Your answer must consist of the records below, reproduced exactly, with every picture removed.
--
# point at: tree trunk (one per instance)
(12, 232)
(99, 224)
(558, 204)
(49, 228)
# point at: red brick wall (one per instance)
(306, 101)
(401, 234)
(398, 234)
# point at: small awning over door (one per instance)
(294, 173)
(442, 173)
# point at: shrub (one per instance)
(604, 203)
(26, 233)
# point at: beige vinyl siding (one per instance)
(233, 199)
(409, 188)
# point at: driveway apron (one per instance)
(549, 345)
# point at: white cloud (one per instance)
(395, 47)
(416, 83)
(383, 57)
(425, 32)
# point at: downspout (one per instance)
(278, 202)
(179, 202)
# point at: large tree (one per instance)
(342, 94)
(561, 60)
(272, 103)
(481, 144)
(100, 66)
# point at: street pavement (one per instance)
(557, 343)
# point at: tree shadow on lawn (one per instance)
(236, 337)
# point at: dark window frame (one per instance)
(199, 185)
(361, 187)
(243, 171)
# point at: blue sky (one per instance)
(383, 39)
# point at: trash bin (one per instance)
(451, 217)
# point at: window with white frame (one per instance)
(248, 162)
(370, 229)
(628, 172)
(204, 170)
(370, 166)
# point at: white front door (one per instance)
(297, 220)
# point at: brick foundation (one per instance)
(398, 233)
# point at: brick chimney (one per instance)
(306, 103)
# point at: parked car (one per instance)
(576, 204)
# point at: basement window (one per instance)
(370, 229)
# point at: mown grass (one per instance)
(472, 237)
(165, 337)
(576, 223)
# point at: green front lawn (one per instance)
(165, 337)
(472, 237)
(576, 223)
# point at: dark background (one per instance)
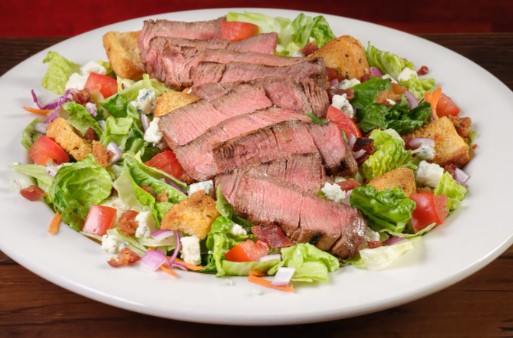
--
**Answer to this exercise**
# point at: tree trunk (one per instance)
(12, 232)
(99, 224)
(558, 204)
(49, 228)
# point at: red brick wall (one per instance)
(306, 101)
(401, 234)
(398, 234)
# point at: small awning over door (one per instance)
(294, 173)
(442, 173)
# point at: shrub (one per instance)
(604, 203)
(26, 233)
# point at: beige vinyl siding (one per instance)
(233, 199)
(409, 188)
# point at: driveway apron (one per instance)
(549, 345)
# point at: white cloud (one per instance)
(395, 47)
(416, 83)
(383, 57)
(425, 32)
# point at: downspout (one per instance)
(278, 202)
(179, 202)
# point at: large tree (one per instance)
(342, 94)
(561, 60)
(272, 103)
(481, 144)
(100, 66)
# point at: street pavement (one per instance)
(557, 343)
# point at: tree shadow on lawn (one per instance)
(236, 337)
# point at: dark window frame (one per instance)
(199, 185)
(361, 187)
(243, 171)
# point at: blue sky (one per instance)
(383, 39)
# point at: trash bin (one per instance)
(451, 217)
# point at: window with white frame (one per instance)
(248, 162)
(370, 229)
(628, 172)
(204, 170)
(370, 166)
# point at: white front door (one per instance)
(297, 220)
# point at: brick foundation (one per instance)
(398, 233)
# point at: brick chimney (one per instance)
(306, 103)
# point at: parked car (one per instance)
(576, 204)
# point at: basement window (one per instance)
(370, 229)
# point at: mown grass (one per instance)
(472, 237)
(165, 337)
(576, 223)
# point at: green front lawn (one per instance)
(165, 337)
(472, 237)
(576, 223)
# point at: dark background (one per instance)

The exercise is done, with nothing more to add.